Le géant américain de la pharmacie Pfizer, qui veut alléger sa facture fiscale, est déterminé à se marier coûte que coûte avec Allergan en dépit de l'offensive du Trésor pour faire barrage aux rapprochements anti-impôts.
Le montant de cette fusion entre le fabricant du Viagra et celui du traitement anti-rides Botox pourrait s'élever jusqu'à 150 milliards de dollars, ont indiqué à l'AFP des sources proches du dossier, ce qui en ferait la plus grosse opération d'évitement fiscal jamais réalisée par une entreprise américaine.
Disposant d'un gros trésor de guerre logé à l'étranger et qu'il ne souhaite pas rapatrier aux Etats-Unis par peur de payer trop d'impôts, Pfizer veut aller vite.
D'après le Wall Street Journal, les conseils d'administration des deux groupes auraient validé les fiançailles dimanche, et une annonce pourrait intervenir dès lundi. Contactés par l'AFP, Pfizer n'a pas voulu commenter et Allergan n'a pas répondu dans l'immédiat.
Selon les sources proches du dossier, un objectif était d'échapper aux nouvelles mesures du Trésor pour rendre difficile l'évitement fiscal des entreprises américaines qui veulent se domicilier à l'étranger par le biais d'acquisitions ou "Tax Inversion".

*JEU DE DONNÉES:*
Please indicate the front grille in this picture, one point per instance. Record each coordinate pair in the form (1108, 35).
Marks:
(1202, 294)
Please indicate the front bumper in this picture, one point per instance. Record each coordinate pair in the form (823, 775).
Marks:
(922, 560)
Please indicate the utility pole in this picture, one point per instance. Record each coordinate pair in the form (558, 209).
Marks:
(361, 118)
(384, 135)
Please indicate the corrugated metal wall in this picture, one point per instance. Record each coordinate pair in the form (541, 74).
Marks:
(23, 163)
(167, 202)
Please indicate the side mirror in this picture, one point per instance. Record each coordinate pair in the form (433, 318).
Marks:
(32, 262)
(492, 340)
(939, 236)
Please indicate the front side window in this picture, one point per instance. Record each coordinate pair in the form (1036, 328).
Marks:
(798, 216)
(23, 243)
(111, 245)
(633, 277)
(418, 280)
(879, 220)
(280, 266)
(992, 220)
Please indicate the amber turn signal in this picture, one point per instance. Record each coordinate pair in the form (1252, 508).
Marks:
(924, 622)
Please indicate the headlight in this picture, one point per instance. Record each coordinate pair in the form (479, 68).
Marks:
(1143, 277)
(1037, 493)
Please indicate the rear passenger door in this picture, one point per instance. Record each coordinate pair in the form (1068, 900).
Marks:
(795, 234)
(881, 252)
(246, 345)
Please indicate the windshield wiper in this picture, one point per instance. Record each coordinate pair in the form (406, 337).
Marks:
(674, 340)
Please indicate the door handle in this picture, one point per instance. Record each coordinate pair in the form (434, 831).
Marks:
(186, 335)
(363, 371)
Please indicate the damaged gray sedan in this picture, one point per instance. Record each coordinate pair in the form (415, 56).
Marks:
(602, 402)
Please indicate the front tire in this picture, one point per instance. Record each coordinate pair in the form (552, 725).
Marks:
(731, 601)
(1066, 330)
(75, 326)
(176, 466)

*CONSIGNE 1:*
Répondez aux questions suivantes à partir de l'article sur la fusion entre Pfizer et Allergan.
(a) Jusqu'à quel montant cette fusion pourrait-elle s'élever selon des sources proches du dossier ?
(b) Pour quelle raison Pfizer ne souhaite-t-il pas rapatrier aux États-Unis son trésor de guerre logé à l'étranger ?
(c) D'après le Wall Street Journal, quel jour les conseils d'administration des deux groupes auraient-ils validé les fiançailles ?
*CONSIGNE 2:*
Reprenez l'article sur la fusion entre Pfizer et Allergan à la suite de sa dernière phrase.

*CORRIGÉ 1:*
(a) Jusqu'à 150 milliards de dollars.
(b) Par peur de payer trop d'impôts.
(c) Dimanche.

*CORRIGÉ 2:*
Ces règlementations vont par exemple limiter la possibilité de choisir un pays tiers au régime fiscal favorable pour établir le siège d'un nouveau groupe issu d'une opération de fusion. Elles vont aussi rendre plus difficile d'éviter le seuil de détention de 80% du capital d'une entreprise par un groupe américain, seuil qui le soumet à l'impôt américain sur les bénéfices.
Pour contourner ces obstacles, il est désormais envisagé que, sur la forme, ce soit Allergan, basé à Dublin (Irlande), qui achète Pfizer et non plus l'inverse, détaille une des deux sources.
Dans les faits, les actionnaires d'Allergan devraient détenir au final entre 40 à 45% de la nouvelle entité, tandis que ceux de Pfizer en auraient le contrôle. L'opération, qui s'effectuerait essentiellement par un échange d'actions, aurait aussi une composante en numéraire, poursuit la source.
Initialement, Pfizer, dont le quartier général est à New York, envisageait de mettre sur la table une offre de 370 à 380 dollars par action Allergan, selon une autre source proche du dossier.
Ce prix valoriserait la future mariée à 150 milliards de dollars et constituerait la plus grosse fusion de l'année, loin devant le rapprochement entre les brasseurs SABMiller et AB InBev (112 milliards de dollars).
- Redevenir numéro 1 -
"Les mesures du Trésor ne vont probablement pas arrêter cette opération", estime Alex Arfaei, analyste chez BMO Capital Markets, faisant remarquer que Pfizer a lancé une opération de charme auprès des élus américains, alors que les candidats à l'investiture républicaine pour la Maison Blanche tirent à boulets rouge sur la fiscalité des entreprises américaines.
Le deuxième groupe pharmaceutique mondial n'a jamais caché être attiré par le fait que le siège d'Allergan soit en Irlande où l'impôt sur les sociétés est presque trois fois plus faible qu'aux Etats-Unis.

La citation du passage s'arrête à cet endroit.